Reproduce all the entries exactly.

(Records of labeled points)
+---+

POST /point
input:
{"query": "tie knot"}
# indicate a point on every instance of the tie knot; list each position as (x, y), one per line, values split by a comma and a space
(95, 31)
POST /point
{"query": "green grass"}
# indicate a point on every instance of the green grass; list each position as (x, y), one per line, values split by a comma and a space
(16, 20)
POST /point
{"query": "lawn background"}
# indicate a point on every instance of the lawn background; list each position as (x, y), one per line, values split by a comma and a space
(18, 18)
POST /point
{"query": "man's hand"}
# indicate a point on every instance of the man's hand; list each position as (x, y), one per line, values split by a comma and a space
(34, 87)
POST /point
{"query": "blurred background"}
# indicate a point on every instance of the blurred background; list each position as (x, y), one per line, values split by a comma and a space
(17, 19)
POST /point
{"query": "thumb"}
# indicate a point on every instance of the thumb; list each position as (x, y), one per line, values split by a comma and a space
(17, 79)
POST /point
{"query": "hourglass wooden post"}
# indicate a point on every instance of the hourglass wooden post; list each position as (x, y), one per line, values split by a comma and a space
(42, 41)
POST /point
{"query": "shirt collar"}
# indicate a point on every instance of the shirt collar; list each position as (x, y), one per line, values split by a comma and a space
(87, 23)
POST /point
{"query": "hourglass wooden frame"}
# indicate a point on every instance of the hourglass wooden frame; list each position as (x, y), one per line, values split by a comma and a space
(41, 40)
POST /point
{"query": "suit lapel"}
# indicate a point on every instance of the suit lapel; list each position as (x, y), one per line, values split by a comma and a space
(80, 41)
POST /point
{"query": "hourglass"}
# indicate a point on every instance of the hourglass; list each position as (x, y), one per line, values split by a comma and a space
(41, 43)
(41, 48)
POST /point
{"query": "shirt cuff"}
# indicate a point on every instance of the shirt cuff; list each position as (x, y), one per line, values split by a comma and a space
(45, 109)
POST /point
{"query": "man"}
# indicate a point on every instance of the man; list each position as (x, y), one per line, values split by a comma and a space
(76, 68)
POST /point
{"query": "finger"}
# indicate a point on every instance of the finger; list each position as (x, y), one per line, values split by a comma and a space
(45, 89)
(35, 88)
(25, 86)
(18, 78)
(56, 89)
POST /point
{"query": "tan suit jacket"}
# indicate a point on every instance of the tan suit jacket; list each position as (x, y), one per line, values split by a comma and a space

+---+

• TASK ANSWER:
POST /point
input:
{"query": "tie knot"}
# indicate a point on every instance of the tie knot; list each position as (x, y), one per line, values split by a comma and a space
(95, 31)
POST /point
{"query": "green grass"}
# indicate a point on every instance of the green grass; list each position as (x, y), one per line, values split by a comma and a space
(16, 20)
POST /point
{"query": "lawn background"}
# indicate a point on every instance of the lawn background; list each position as (x, y), one per line, values split by a comma and a space
(18, 18)
POST /point
{"query": "man's hand"}
# indicate a point on every instance of the man's hand; list each position as (x, y), one per line, values split by a comma and a space
(34, 87)
POST /point
{"query": "blurred background"}
# indicate a point on every instance of the blurred background; list each position as (x, y), one per line, values split by a comma and a space
(17, 19)
POST /point
{"query": "thumb"}
# indicate a point on every instance of the thumb; list each position as (x, y), one per line, values split by a comma and a space
(17, 79)
POST /point
{"query": "hourglass wooden post"}
# indicate a point on every instance of the hourglass wooden post; list each position as (x, y), one per line, values split by a comma and a space
(42, 41)
POST /point
{"query": "shirt collar"}
# indicate a point on every instance of the shirt collar; list each position as (x, y), one per line, values split by a comma and a space
(87, 23)
POST /point
{"query": "hourglass wooden frame"}
# indicate a point on every instance of the hourglass wooden frame; list each position as (x, y), one per line, values split by a comma and a space
(41, 40)
POST /point
{"query": "suit lapel"}
# indicate a point on every instance of the suit lapel; list each position as (x, y), one per line, values split by a comma and a space
(80, 41)
POST /point
{"query": "hourglass"}
# indicate a point on every instance of the hourglass; list each position as (x, y), one per line, values split by a comma and a space
(41, 43)
(41, 48)
POST /point
{"query": "shirt cuff"}
# indicate a point on every instance of the shirt cuff; list each position as (x, y), one per line, values split by a comma and a space
(45, 109)
POST /point
{"query": "man"}
# indicate a point on every instance of the man; list each position as (x, y), one per line, values split by a comma and a space
(76, 68)
POST /point
{"query": "finger"}
# indicate a point on every instance of the finger; list each position as (x, y), one per line, values split by a comma and a space
(45, 89)
(35, 88)
(25, 86)
(18, 78)
(56, 89)
POST /point
{"query": "tan suit jacket"}
# indicate a point on every instance of the tan suit jacket; list each position as (x, y), one per line, values split by a comma and a space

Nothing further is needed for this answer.